[Record list start]
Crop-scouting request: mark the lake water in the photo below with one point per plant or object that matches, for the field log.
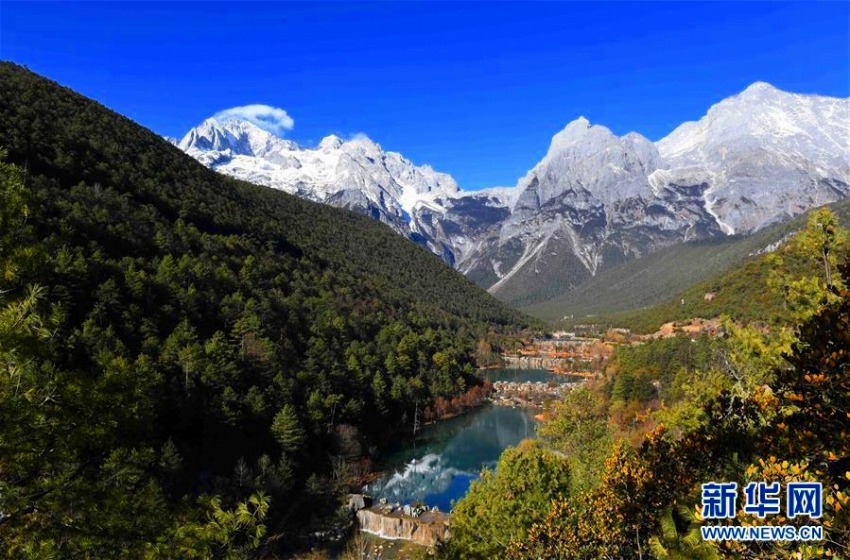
(447, 456)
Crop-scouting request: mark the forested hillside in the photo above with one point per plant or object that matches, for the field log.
(620, 294)
(764, 400)
(168, 335)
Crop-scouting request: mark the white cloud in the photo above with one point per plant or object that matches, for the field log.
(273, 119)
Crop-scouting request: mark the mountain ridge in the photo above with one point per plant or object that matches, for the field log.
(595, 199)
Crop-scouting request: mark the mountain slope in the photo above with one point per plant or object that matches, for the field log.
(593, 202)
(645, 292)
(596, 200)
(202, 335)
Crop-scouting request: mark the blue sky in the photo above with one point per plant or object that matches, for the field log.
(475, 89)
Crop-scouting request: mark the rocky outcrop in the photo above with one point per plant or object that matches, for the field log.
(426, 528)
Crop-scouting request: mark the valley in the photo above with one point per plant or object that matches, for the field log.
(595, 203)
(235, 346)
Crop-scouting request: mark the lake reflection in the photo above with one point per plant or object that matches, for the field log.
(449, 455)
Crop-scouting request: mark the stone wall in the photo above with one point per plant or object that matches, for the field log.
(393, 523)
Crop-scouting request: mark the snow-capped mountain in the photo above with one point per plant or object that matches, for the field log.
(355, 174)
(594, 200)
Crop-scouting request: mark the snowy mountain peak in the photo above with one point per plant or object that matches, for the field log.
(331, 142)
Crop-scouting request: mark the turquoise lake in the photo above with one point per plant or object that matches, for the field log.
(446, 457)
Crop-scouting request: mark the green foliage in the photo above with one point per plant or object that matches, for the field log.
(225, 534)
(579, 430)
(766, 402)
(503, 505)
(738, 285)
(191, 335)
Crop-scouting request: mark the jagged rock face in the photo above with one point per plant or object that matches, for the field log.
(355, 174)
(594, 200)
(766, 155)
(427, 529)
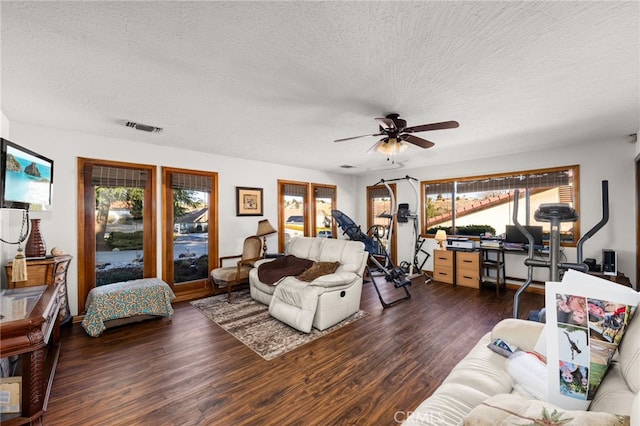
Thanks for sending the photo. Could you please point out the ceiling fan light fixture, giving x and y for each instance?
(392, 146)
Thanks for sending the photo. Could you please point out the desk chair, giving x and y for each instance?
(229, 276)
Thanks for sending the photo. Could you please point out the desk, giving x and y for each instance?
(51, 271)
(34, 337)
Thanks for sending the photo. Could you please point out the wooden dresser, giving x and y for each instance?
(468, 268)
(457, 267)
(50, 271)
(443, 266)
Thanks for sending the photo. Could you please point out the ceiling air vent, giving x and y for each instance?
(143, 127)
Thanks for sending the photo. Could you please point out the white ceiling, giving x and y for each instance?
(279, 81)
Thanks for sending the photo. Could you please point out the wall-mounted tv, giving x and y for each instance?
(26, 178)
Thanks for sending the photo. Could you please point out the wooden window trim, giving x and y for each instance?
(86, 224)
(197, 288)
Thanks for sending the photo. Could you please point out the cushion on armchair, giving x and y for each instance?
(317, 270)
(289, 265)
(513, 409)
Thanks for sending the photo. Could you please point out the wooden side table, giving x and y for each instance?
(34, 337)
(50, 271)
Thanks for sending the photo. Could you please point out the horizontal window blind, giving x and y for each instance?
(323, 192)
(294, 190)
(191, 182)
(509, 183)
(116, 177)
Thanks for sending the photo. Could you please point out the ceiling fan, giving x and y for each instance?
(396, 134)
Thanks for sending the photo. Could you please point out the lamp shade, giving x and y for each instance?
(265, 228)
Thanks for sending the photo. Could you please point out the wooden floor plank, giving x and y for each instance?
(189, 371)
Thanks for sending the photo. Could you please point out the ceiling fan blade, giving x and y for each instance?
(386, 123)
(422, 143)
(357, 137)
(375, 146)
(433, 126)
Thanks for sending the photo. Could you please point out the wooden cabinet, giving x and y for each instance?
(468, 268)
(443, 266)
(457, 267)
(50, 271)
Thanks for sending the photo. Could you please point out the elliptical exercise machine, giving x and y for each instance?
(403, 214)
(555, 214)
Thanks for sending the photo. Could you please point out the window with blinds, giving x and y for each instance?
(474, 205)
(116, 223)
(190, 238)
(324, 200)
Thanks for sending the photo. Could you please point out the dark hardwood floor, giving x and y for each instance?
(188, 371)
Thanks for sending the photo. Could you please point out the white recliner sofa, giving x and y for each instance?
(480, 386)
(326, 300)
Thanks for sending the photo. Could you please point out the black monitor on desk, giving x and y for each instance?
(513, 235)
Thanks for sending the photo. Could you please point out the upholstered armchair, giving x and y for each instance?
(229, 276)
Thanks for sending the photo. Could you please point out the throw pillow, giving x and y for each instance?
(513, 409)
(317, 270)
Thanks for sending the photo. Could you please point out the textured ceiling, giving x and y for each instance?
(279, 81)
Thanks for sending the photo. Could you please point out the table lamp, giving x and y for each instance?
(264, 229)
(441, 237)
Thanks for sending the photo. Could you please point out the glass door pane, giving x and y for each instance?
(324, 202)
(190, 235)
(119, 243)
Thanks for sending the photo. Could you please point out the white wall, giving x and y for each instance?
(59, 225)
(611, 160)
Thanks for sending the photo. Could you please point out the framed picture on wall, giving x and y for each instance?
(248, 201)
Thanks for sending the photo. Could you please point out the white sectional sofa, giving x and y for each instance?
(325, 300)
(480, 384)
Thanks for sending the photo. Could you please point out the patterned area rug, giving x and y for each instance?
(250, 322)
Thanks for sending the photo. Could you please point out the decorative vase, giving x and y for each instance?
(35, 244)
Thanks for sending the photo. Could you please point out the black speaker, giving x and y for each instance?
(403, 212)
(609, 262)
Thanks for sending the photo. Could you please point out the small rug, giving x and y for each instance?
(250, 322)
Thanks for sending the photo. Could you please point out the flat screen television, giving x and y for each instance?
(26, 178)
(513, 235)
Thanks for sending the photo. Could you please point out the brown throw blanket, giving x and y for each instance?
(272, 272)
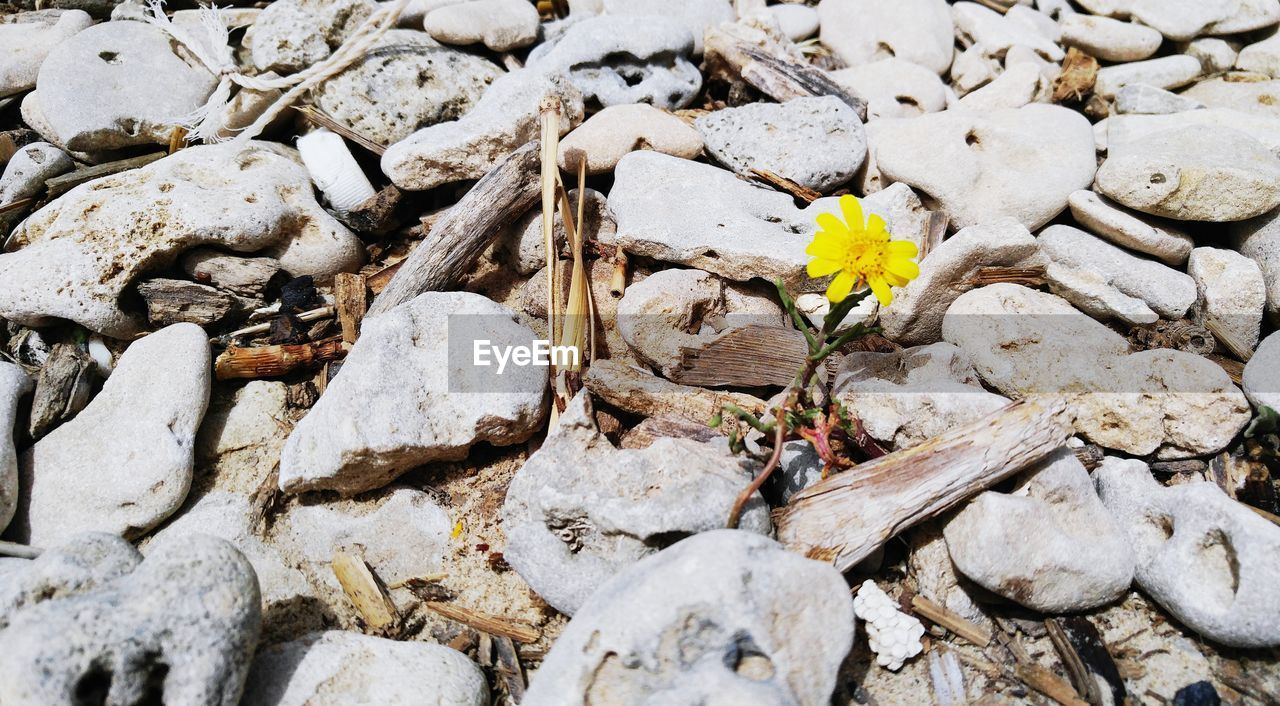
[Record list end]
Rewrite the rows from the one containing "out the framed" through the last row, inclusive, with the requests included. Shift each x and y coordinate in the answers by adding 130, and leave the pictures out.

In response =>
Thanks for sending the photo. Could you please point out the framed picture on wall, giving x and y for each instance?
(378, 331)
Thanks for sending the photo. Could you please point out the white sectional sofa, giving x and y for each instance?
(455, 430)
(610, 514)
Thanks for sending the photo. Could you please point out the patterned area rug, giving x and y for each instance?
(380, 452)
Thanks for sending the photo. Could you please point out the decorative vase, giving x and y for each instance?
(165, 374)
Thanks for sending the photo. Could you please point out the black speaker, giving x and y for each instance?
(533, 342)
(739, 392)
Thanks for sending the photo. Could you please point out the small rug, giving x and y for each instance?
(380, 452)
Thanks for sending the photo. Could you please point out the flat screen television, giving x and y for each instance?
(156, 308)
(643, 365)
Thanks for sending the photo. Could you please point out the brown throw blanket, giving x and y for each instance?
(402, 402)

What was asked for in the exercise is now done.